Required work:
From the line containing "[point] every instance of the frost-covered" to the last line of the data below, copy everything exactly and nothing else; pictures stay out.

Data for this task:

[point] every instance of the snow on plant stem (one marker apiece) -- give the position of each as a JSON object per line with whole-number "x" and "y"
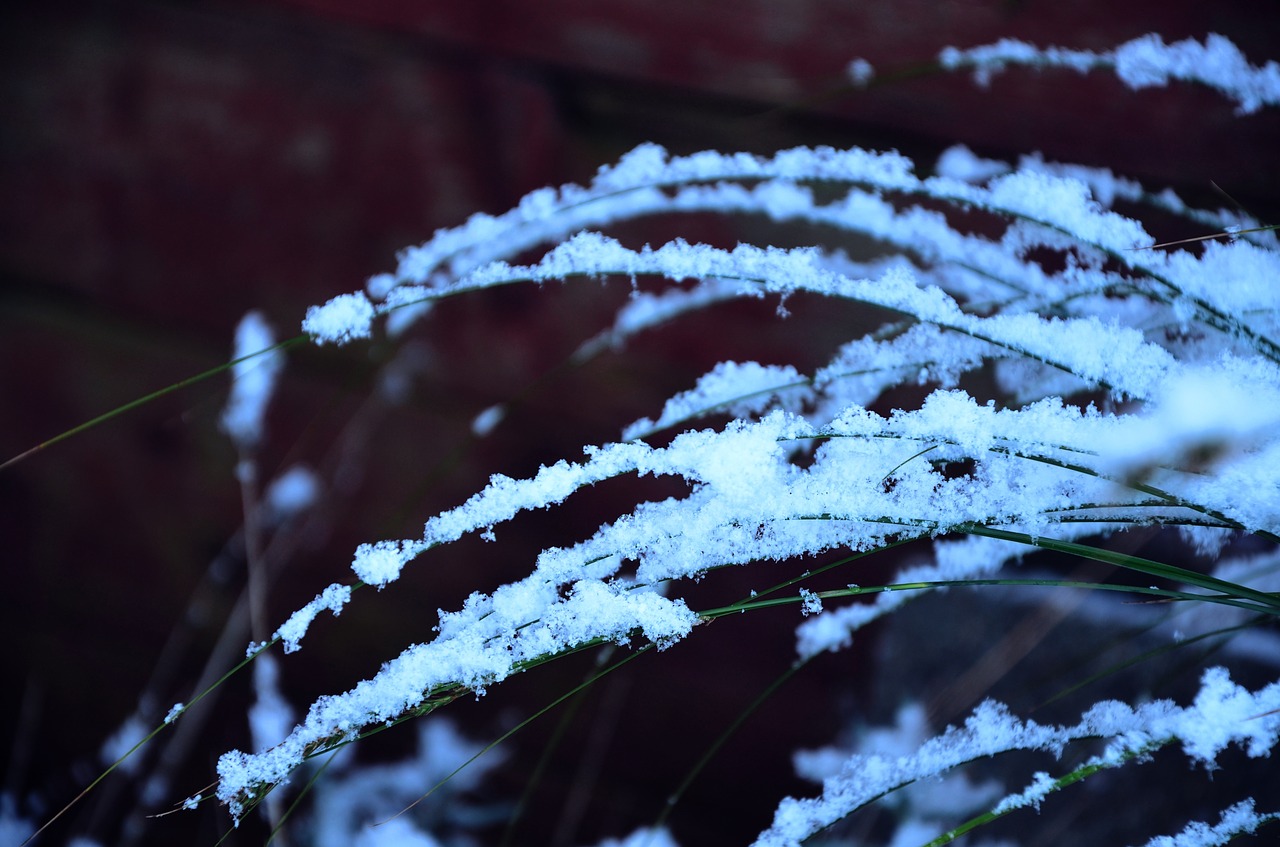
{"x": 1137, "y": 387}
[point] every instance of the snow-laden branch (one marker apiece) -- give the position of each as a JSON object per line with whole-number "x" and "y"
{"x": 1223, "y": 714}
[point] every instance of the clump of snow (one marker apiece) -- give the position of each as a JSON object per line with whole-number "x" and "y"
{"x": 343, "y": 319}
{"x": 1139, "y": 63}
{"x": 292, "y": 631}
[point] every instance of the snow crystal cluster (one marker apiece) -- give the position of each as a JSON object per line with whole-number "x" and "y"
{"x": 1138, "y": 385}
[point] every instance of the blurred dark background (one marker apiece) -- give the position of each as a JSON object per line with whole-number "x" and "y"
{"x": 165, "y": 168}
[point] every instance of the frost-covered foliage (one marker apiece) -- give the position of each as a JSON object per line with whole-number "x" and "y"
{"x": 1127, "y": 384}
{"x": 1134, "y": 385}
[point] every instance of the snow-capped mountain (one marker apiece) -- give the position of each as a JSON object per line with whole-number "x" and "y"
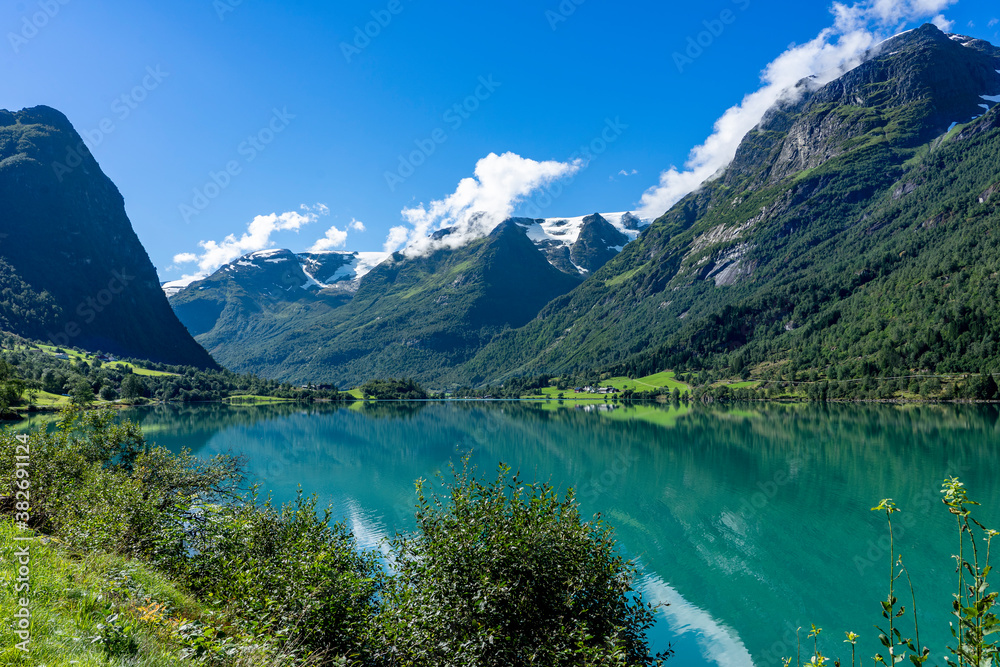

Task answer:
[point] every instance of the frost-covered foliage (one marker apiece) -- give the position of each as a JSON object per line with whole-number "x" and "y"
{"x": 1127, "y": 384}
{"x": 1134, "y": 385}
[point] every instance of the snow-capped mountain (one marker apiece) -- give the position of each as a JSON object per line with whole-number "x" and "y"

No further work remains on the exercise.